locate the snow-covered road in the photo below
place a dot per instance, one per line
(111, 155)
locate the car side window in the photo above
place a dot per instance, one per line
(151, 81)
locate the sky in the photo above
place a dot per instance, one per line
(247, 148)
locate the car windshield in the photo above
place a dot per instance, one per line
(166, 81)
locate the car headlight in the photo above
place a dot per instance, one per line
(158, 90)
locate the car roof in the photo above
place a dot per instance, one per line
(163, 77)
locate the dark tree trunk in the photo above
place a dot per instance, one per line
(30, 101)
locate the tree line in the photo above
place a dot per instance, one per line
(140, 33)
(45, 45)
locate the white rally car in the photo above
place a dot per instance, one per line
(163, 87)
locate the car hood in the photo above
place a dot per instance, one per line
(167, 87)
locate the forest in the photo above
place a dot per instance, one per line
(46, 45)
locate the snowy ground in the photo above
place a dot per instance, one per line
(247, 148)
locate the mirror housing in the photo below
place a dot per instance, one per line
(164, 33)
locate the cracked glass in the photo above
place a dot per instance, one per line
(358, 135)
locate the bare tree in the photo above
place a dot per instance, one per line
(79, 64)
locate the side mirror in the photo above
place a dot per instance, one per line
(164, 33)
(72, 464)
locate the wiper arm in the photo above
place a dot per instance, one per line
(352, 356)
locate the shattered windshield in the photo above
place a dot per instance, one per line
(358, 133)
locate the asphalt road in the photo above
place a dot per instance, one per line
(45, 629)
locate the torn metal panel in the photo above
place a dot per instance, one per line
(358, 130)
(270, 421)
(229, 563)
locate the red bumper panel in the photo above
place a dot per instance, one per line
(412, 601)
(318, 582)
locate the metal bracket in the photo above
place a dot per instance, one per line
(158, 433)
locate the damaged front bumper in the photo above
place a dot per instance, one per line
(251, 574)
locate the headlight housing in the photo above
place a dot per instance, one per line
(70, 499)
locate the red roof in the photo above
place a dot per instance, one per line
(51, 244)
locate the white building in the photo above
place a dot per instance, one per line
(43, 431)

********

> _TASK STATEMENT_: For the listing above, print only the lines starting at the line containing "locate the headlight" and ending at the line containing "locate the white building in the photo above", exactly, both included.

> _ANSWER TO THIS EXERCISE_:
locate the headlight housing in the photo above
place a dot per instance, one per line
(70, 499)
locate the red roof in the photo above
place a dot per instance, one per line
(51, 244)
locate the white building in the photo above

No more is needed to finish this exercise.